** start of Material to process **
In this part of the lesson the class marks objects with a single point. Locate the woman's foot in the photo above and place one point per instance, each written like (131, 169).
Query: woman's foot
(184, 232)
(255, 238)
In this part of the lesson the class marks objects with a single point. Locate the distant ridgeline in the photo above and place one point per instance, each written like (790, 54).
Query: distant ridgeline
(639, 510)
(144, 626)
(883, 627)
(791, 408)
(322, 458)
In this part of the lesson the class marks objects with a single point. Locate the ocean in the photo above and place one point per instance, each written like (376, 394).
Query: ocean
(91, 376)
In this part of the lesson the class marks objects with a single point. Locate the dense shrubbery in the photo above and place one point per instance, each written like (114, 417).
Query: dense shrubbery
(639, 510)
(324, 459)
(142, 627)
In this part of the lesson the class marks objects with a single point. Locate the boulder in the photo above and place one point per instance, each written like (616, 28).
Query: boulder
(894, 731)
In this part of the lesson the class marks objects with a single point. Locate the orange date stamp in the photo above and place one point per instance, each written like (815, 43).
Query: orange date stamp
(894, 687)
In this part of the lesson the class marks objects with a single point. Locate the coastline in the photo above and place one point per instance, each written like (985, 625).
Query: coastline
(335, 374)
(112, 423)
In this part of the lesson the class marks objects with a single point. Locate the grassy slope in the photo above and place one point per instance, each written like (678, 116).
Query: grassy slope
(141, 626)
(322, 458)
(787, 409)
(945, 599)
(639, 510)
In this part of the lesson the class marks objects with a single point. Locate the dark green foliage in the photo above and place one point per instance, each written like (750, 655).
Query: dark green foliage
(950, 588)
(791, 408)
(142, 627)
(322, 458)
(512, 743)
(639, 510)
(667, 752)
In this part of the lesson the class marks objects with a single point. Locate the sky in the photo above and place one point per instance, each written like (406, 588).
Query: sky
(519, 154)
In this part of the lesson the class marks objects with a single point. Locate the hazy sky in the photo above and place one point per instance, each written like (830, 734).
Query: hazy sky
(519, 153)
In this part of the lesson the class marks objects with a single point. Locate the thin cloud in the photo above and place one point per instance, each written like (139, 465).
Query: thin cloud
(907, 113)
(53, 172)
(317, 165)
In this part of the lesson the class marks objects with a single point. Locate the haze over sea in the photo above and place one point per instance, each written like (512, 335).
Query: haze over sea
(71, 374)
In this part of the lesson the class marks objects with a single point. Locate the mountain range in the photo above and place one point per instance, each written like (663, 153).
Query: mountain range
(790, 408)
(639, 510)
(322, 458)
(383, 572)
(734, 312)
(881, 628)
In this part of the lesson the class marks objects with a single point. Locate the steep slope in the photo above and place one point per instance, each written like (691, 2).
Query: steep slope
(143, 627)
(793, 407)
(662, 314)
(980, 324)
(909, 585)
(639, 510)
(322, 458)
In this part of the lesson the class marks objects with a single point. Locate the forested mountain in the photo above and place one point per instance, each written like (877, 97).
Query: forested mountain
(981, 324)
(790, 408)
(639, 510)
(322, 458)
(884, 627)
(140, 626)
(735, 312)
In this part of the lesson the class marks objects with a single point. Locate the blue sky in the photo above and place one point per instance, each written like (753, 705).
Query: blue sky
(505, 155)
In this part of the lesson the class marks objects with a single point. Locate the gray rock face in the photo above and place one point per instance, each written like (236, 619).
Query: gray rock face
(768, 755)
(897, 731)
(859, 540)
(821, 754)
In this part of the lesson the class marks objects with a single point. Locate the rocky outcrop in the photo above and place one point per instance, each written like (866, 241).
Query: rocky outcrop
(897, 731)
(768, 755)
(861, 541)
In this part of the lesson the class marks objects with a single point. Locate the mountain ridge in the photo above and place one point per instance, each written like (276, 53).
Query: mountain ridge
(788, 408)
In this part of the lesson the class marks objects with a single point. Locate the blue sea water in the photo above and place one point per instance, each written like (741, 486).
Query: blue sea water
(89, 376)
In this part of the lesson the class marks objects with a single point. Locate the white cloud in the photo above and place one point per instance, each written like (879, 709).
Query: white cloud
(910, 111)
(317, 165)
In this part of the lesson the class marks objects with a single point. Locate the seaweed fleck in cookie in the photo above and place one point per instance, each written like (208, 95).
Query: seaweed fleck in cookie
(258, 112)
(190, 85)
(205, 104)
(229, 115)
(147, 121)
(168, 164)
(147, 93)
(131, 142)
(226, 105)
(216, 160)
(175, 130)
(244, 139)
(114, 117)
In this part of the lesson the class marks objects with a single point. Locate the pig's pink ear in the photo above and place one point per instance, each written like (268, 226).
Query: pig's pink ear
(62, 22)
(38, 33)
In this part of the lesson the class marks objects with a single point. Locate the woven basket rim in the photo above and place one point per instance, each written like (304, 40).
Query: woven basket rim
** end of Material to process **
- _Task_: Each entry above is to be printed again exactly.

- _Output of the exercise_:
In this part of the lesson the class marks objects with a single point. Locate the woman's foot in the photo above and place one point per instance, each written like (131, 169).
Query: woman's foot
(184, 232)
(255, 238)
In this part of the lesson the class marks objects with a single point. Locate the distant ridgeline in the photo above and place one point per instance, each written like (790, 54).
Query: distant ridgeline
(639, 510)
(144, 626)
(883, 627)
(791, 408)
(322, 458)
In this part of the lesson the class marks objects with a single point. Locate the ocean in the photo above and place one point per instance, each written like (376, 394).
Query: ocean
(91, 376)
In this part of the lesson the class marks objects with a single point. Locate the dense shrubbery in the photo above and place one point per instance, each written like (114, 417).
Query: dense shrubbery
(639, 510)
(324, 459)
(142, 627)
In this part of the lesson the class marks objects with a single point. Locate the boulder in the photo above and place one point per instance, each written like (616, 28).
Query: boulder
(894, 731)
In this part of the lesson the class marks objects with a single point. Locate the orange date stamp in the photo above and place one point per instance, each written like (815, 43).
Query: orange date stamp
(894, 687)
In this part of the lesson the class marks objects with a single point. Locate the coastline in the photo above and place one point per instance, each written like (985, 625).
Query: coastline
(335, 374)
(112, 423)
In this part of the lesson the class marks objects with a single point. Locate the grassy slope in the photo above and place one point per instance, each written like (678, 116).
Query: grassy slope
(141, 626)
(322, 458)
(787, 409)
(945, 599)
(639, 510)
In this part of the lesson the class marks objects with a single point. Locate the dark green foliage in the photo above and place one point per instance, each written like (750, 655).
Query: dark green foliage
(950, 588)
(791, 408)
(142, 627)
(322, 458)
(512, 743)
(639, 510)
(667, 752)
In this part of the lesson the class marks objects with a single point. Locate the sky in the photo above and place one point per instance, each written like (406, 588).
Query: sky
(519, 154)
In this part of the lesson the class marks objects with a single point. Locate the hazy sky in the photo above and place one point per instance, each written like (830, 734).
Query: hazy sky
(519, 153)
In this part of the lesson the class marks objects with a single point. Locate the thin cloud in the photo above and place one point per instance, each written like (139, 465).
Query: thin cloud
(907, 113)
(53, 172)
(317, 165)
In this part of the lesson the class marks objects with a single point. Locate the haze over sea in the photo above and place one point per instance, each written like (512, 335).
Query: haze over sea
(71, 374)
In this part of the lesson the class marks objects with a single point. Locate the mountain range in the photo above and place one point per instance, each written like (663, 153).
Query: mountain range
(790, 408)
(639, 510)
(322, 458)
(383, 572)
(734, 312)
(881, 628)
In this part of the lesson the class marks objects with a single point. Locate the steep slope in the photo above and place one point per instance, each written like (691, 2).
Query: steep slope
(143, 627)
(793, 407)
(662, 314)
(980, 324)
(909, 585)
(639, 510)
(322, 458)
In this part of the lesson the class marks objects with a single point. Locate the forested mountain in the photo above and place one point per instance, each written like (877, 97).
Query: forested mountain
(981, 324)
(790, 408)
(639, 510)
(322, 458)
(884, 627)
(140, 626)
(735, 312)
In this part of the lesson the class marks objects with a single point. Locate the blue sky in the photo above and place one point per instance, each written like (753, 705).
Query: blue sky
(505, 155)
In this part of the lesson the class marks objects with a single point. Locate the gray rock face in the photo above and place one point per instance, each written like (236, 619).
Query: gray rock face
(768, 755)
(897, 731)
(859, 540)
(821, 754)
In this part of the lesson the class marks objects with a single point. Locate the rocky outcrop in the photo above and place one point per instance, each written like (866, 241).
Query: rocky outcrop
(897, 731)
(768, 755)
(861, 541)
In this part of the lesson the class marks objects with a single point. Locate the mountain ridge in the photo above and place one point per instance, each written like (276, 53).
Query: mountain ridge
(788, 408)
In this part of the lesson the class marks objects with a single point. Locate the blue sea water in the photo above and place one point per instance, each written like (741, 486).
Query: blue sea water
(89, 376)
In this part of the lesson the class marks objects with a single point. Locate the white cloud in the photo above and place one point per instance, each written like (879, 709).
Query: white cloud
(910, 111)
(317, 165)
In this part of the lesson the class marks objects with a single point. Locate the seaweed fleck in cookie in the photo above and place one point per instance, each written like (208, 95).
Query: seaweed fleck in cookie
(258, 112)
(190, 85)
(205, 104)
(229, 115)
(147, 121)
(168, 164)
(147, 93)
(131, 142)
(226, 105)
(216, 160)
(175, 130)
(244, 139)
(114, 117)
In this part of the lesson the class marks objects with a single point. Locate the pig's pink ear in the photo above and place one point per instance, each written like (268, 226).
Query: pig's pink ear
(62, 22)
(38, 33)
In this part of the lesson the class marks objects with a single point. Locate the woven basket rim in the photo above and place one point per instance, each written like (304, 40).
Query: woven basket rim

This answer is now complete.